That is partly because the job losses during the Great Recession were so large – twice as large as those of previous recessions since the Great Depression. In terms of US economic history, what is abnormal is not the pace of private-sector job growth since the 2008-2009 recession ended, but rather the length and depth of the recession itself.

The downturn was a distinctive balance-sheet recession that caused sizable declines in household wealth and necessitated painful deleveraging. Consistent with recoveries from such recessions, demand has grown slowly, despite unprecedented fiscal and monetary stimulus, and that explains why the unemployment rate remains high. Indeed, businesses cite uncertainty about the strength of demand, not uncertainty about regulation or taxation, as the main factor holding back job creation.

Public-sector demand has also contracted, owing to state and local governments’ deteriorating budgets. As a result, public employment, which usually rises during recoveries, has been a major contributor to high unemployment during the last three years. Despite a modest uptick in the last three months, government employment is 569,000 below its June 2009 level – a 30-year low as a share of the adult civilian population. According to Hamilton Project calculations, if this share were at its 1980-2012 average of about 9.6% (it was actually higher between 2001 and 2007), there would be about 1.4 million more public-sector jobs and the unemployment rate would be around 6.9%.

** EXTRACTED ENTRIES **
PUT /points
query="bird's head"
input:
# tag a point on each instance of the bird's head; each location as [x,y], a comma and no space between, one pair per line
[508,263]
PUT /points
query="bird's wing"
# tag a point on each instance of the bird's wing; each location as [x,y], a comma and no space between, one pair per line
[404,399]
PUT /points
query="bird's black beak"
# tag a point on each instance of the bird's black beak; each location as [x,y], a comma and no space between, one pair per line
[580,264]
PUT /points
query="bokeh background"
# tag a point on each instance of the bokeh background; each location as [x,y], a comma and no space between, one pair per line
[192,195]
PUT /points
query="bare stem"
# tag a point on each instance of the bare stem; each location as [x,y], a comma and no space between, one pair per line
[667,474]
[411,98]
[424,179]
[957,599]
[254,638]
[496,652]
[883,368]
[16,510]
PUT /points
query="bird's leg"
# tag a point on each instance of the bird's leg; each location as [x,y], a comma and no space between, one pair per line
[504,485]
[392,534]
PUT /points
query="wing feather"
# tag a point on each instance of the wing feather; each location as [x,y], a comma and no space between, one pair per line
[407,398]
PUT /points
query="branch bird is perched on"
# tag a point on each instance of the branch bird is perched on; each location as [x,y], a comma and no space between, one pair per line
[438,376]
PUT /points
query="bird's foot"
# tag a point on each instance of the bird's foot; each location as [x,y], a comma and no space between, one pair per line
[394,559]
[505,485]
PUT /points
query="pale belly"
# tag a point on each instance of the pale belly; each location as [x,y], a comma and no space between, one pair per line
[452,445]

--

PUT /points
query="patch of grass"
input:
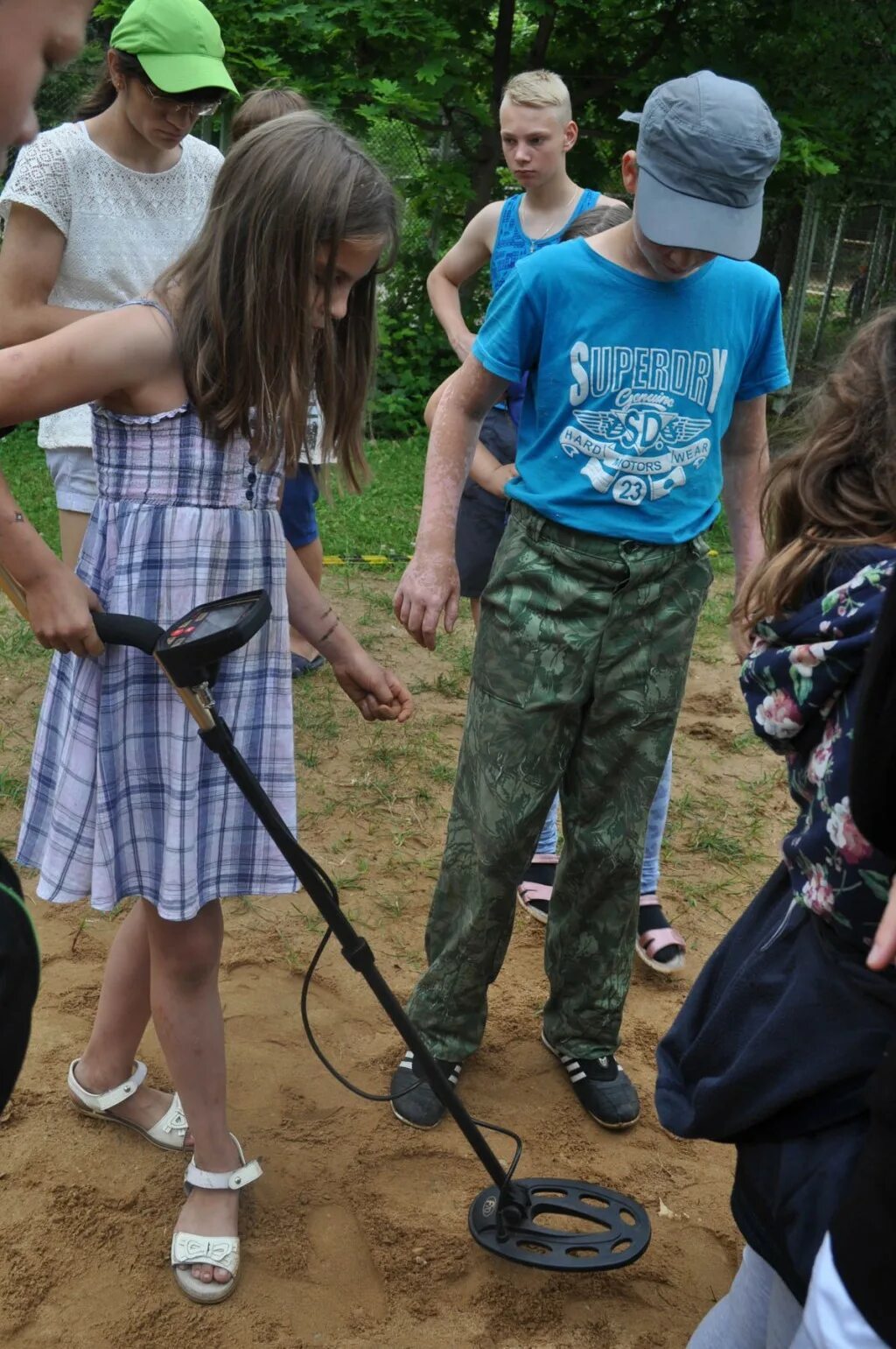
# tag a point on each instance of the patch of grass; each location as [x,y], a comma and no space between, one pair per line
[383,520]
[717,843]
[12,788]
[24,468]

** SET OF TASKS **
1. Rewrite the recession passage between "The downturn was" and "back job creation.", inclusive, changing "deleveraging" to "debt reduction".
2. Answer these questions using the passage on the Great Recession.
(a) How large were the job losses of the Great Recession compared with those of previous recessions since the Great Depression?
(b) What do businesses cite as the main factor holding back job creation?
(c) By how much is government employment below its June 2009 level?
3. Pick up the passage on the Great Recession and job growth from its last sentence and continue it.
None of the rows are used here.

** WRITTEN ANSWERS **
1.
The downturn was a distinctive balance-sheet recession that caused sizable declines in household wealth and necessitated painful debt reduction. Consistent with recoveries from such recessions, demand has grown slowly, despite unprecedented fiscal and monetary stimulus, and that explains why the unemployment rate remains high. Indeed, businesses cite uncertainty about the strength of demand, not uncertainty about regulation or taxation, as the main factor holding back job creation.

2.
(a) They were twice as large.
(b) Uncertainty about the strength of demand.
(c) By 569,000 jobs.

3.
Recent reports suggest that there are more than three million unfilled job openings, and about 49% of employers say that they have difficulty filling positions, especially in information technology, engineering, and skilled trades. This has fanned speculation that a “mismatch” between workers’ skills and employers’ needs is a significant factor behind the elevated unemployment rate.

But there is scant evidence to support this view. The relationship between the unemployment rate and the job vacancy rate is consistent with patterns in previous recoveries. Nor is there anything unusual about the size of mismatches between job openings and worker availability by industry.

Such industrial mismatches become larger during recessions, reflecting greater churn in the labor market as workers move between shrinking and expanding sectors; but they decline as the economy recovers. This pattern also characterizes the current recovery, and recent data suggest that mismatches between the demand and supply of labor by industry are back to pre-recession levels.

But, as the US economy recovers, technological change is accelerating, fueling demand for more skills at a time when the workforce’s educational-attainment levels have plateaued. This is the real skills gap that existed before the Great Recession, and it is getting worse over time.

The gap manifests itself in much higher unemployment rates for high-school educated workers than for college-educated workers at every stage of the business cycle. The gap also shows up in significant – and rising – inequality between the earnings of high-school educated workers and those with a college degree or higher.

Earnings gains have been especially strong for those with tertiary degrees, while the real wages of high-school educated workers, especially men, have fallen sharply. It is becoming increasingly difficult for workers with low levels of educational attainment to find high-paying jobs in any sector, even when the economy is operating near full capacity.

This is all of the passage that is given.